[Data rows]
::::
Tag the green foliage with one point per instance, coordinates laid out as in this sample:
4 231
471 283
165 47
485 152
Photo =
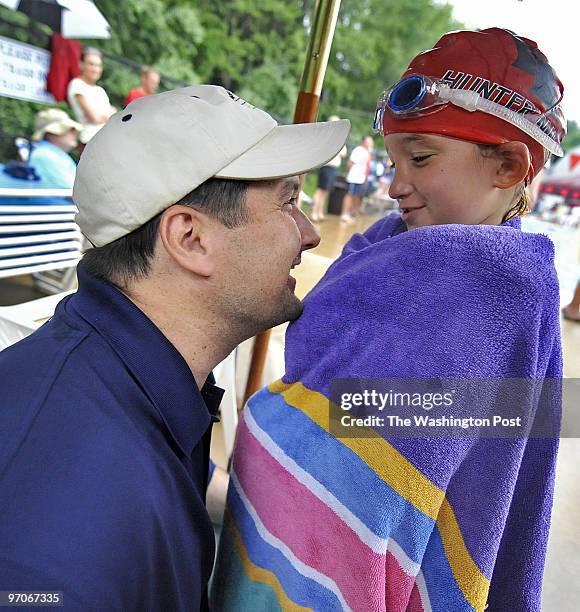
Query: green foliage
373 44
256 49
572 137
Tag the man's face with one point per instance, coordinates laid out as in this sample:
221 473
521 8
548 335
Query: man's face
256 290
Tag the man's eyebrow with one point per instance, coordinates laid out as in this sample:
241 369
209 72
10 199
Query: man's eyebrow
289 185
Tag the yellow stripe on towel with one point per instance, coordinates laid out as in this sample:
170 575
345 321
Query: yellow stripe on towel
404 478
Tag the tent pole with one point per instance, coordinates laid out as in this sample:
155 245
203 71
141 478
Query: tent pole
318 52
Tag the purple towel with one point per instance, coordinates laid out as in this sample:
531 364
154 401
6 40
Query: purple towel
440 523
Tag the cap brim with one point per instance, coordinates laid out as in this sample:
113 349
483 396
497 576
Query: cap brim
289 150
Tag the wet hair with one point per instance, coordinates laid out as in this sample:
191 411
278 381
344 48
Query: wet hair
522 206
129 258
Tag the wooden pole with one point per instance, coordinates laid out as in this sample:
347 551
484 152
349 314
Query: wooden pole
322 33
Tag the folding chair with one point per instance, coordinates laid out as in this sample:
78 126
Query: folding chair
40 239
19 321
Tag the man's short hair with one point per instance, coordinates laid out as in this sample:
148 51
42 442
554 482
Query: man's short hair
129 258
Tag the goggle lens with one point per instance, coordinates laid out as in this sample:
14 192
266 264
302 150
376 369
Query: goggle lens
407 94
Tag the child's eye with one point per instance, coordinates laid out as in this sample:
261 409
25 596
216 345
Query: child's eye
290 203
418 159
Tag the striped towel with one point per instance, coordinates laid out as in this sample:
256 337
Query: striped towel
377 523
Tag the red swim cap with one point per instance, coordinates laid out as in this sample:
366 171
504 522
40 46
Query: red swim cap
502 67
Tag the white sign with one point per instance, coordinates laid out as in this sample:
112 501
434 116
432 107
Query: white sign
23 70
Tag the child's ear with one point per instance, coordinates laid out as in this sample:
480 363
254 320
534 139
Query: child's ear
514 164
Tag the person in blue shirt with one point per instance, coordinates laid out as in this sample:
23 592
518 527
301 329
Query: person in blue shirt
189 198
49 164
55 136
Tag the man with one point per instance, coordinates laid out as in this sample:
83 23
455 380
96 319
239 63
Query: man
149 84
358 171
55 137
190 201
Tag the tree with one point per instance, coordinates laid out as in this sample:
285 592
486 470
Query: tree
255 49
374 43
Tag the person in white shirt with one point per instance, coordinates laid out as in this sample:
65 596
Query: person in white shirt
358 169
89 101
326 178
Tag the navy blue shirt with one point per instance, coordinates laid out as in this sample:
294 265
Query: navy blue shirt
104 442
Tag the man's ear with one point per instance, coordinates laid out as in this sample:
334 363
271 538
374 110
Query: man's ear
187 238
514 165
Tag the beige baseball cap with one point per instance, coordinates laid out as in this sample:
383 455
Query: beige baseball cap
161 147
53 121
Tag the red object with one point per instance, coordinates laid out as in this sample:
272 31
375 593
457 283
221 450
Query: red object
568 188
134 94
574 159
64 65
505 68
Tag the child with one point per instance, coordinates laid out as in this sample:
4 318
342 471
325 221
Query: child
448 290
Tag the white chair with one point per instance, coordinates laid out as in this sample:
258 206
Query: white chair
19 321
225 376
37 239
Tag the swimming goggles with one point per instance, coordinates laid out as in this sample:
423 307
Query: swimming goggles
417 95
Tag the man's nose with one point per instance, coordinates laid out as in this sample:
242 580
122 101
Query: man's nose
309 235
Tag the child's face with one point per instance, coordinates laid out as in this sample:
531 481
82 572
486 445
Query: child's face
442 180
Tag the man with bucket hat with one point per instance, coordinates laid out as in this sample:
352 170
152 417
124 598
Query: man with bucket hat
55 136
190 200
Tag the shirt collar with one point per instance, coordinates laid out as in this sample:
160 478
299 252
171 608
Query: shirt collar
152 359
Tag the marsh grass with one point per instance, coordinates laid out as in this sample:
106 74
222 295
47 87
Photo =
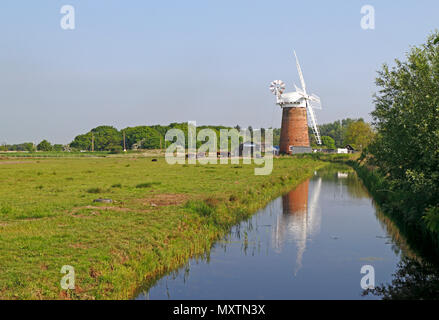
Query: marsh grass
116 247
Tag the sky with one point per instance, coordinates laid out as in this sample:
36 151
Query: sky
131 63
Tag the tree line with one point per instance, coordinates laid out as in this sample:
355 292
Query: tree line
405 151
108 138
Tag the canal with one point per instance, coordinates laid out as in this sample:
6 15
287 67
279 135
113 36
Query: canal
::::
* **The exercise**:
Extract all of the rows above verbatim, line by line, leaving out the pictures.

* **Final answer**:
Tag the green foliage with one point per instance, coordinates laid out as in this sample:
4 231
471 283
165 47
485 152
Photo =
Query: green foliage
373 44
256 49
572 137
Tag the man's face with one point per instance, coordinates laid out as in this sample:
221 473
521 8
548 335
Query: man's face
256 290
Tag the man's eyebrow with one point per instance, coordinates laid out as in this sample:
241 369
209 72
10 199
Query: man's eyebrow
289 185
Tag the yellow stripe on towel with one point per instance, coordinates laid out as in this sample:
170 575
345 321
Query: yellow stripe on towel
404 478
Tag the tent pole with one point per instance, coordinates laid out as in this sample:
155 245
203 71
141 478
Query: tent pole
318 52
Tag the purple towel with one point per instance, coordinates laid out as in this sample:
531 364
154 401
6 40
Query: purple towel
440 523
Tag the cap brim with one point per instance, coordinates laid out as in this sample:
113 349
483 396
497 576
Query: cap brim
289 150
Tag the wet hair with one point per instance, coordinates laid out as in this sample:
191 411
278 381
344 48
Query: wet hair
522 206
129 258
Tag the wooden pole with one point per instance, coordinates laid out as in this sample:
347 551
484 152
349 314
Query: wooden pole
322 33
Tag the folding chair with one point per instance, coordinates laid out as in this sample:
78 126
Query: folding chair
40 239
19 321
Tag the man's short hair with one point per instance, coordinates laid out as in this sample:
148 51
42 442
554 482
Query: man's short hair
129 258
Tag the goggle lens with one point per instance, coordinates laid out as in this sample:
14 192
266 264
302 150
376 369
Query: goggle lens
407 94
Tag the child's eye with one point per instance, coordinates laid out as in this sample:
261 409
25 596
216 345
Query: child's eye
290 203
418 159
Tag the striped towel with one point per instance, coordinates laid out as in this sample:
256 337
Query: striped towel
377 523
Tag the red swim cap with one point per instance, coordinates laid out as in this sample:
366 171
504 522
40 46
Query: red swim cap
502 67
Tag the white sign with one point per instance, coordinates laid out as in this sample:
112 501
434 116
432 107
Query: white sign
23 70
Tag the child's ear with one point per instance, coordinates laid out as in this sample:
480 363
254 320
534 139
Query: child's ear
514 164
Tag the person in blue shirt with one point per instance, coordinates laid out as in this sample:
23 592
518 527
301 329
Query: person in blue shirt
189 198
49 164
55 136
Tag the man with one point per instance, coordinates laid out as in this sample:
83 23
455 380
96 319
239 63
Query: man
149 84
358 171
55 137
190 201
Tag the tree with one point per instance, coordinates laid out as in this sample:
285 592
486 470
Query: tree
255 49
374 43
Tag the person in white shirt with one point per instance, coordinates laid out as in this sample:
65 596
Query: person in white shirt
358 169
89 101
326 178
Tag the navy blue shirt with one point per instance, coordinates laid out as in this sample:
294 265
Query: navy blue shirt
104 442
Tag the man's ear with one point per instance, coordinates laid out as in this sample:
334 363
271 538
374 110
Query: man's ear
187 238
514 165
Tag the beige baseball cap with one point per instance, coordinates laid out as in this sample:
383 455
Query: beige baseball cap
161 147
53 121
Tag the red object with one point per instance, coordinates laid out as in this sample:
272 31
375 593
457 283
221 450
Query: red object
568 188
134 94
574 159
64 65
505 68
Tag the child with one point per instance, coordinates laid out as in this sample:
4 318
342 471
325 221
Query: child
448 290
Tag the white chair with one point per instance, coordinates laid out as in this sample:
258 206
Query: white chair
19 321
225 376
37 239
Tag the swimming goggles with one point per instance, coordinates laid out as in this sample:
423 307
Query: swimming goggles
417 95
Tag the man's nose with one point per instance, coordinates laid out as in this sample:
242 580
122 101
Query: man's nose
309 235
Tag the child's face with one point per instance, coordinates laid out as in this sample:
531 481
82 572
486 445
Query: child's face
442 180
Tag the man with bucket hat with one point per instance, coordinates laid out as in this sample:
352 170
152 417
124 598
Query: man with bucket hat
55 136
190 200
Tag the shirt collar with one point per instance, coordinates laid out as in this sample:
160 478
299 252
171 608
Query: shirt collar
152 359
Tag the marsh grass with one point per instance, coordinates laid out as in this sample:
106 74
222 295
47 87
Photo =
Query: marsh grass
116 247
Tag the sky with one point per instance, coordinates laid out as in this sample:
36 151
Query: sky
131 63
Tag the tree line with one point per instance, coordinates laid out as in this sample:
355 292
Query: tree line
405 151
108 138
Tag the canal with one point per instance, coordinates laid out as in this sample:
6 15
287 67
279 135
113 36
Query: canal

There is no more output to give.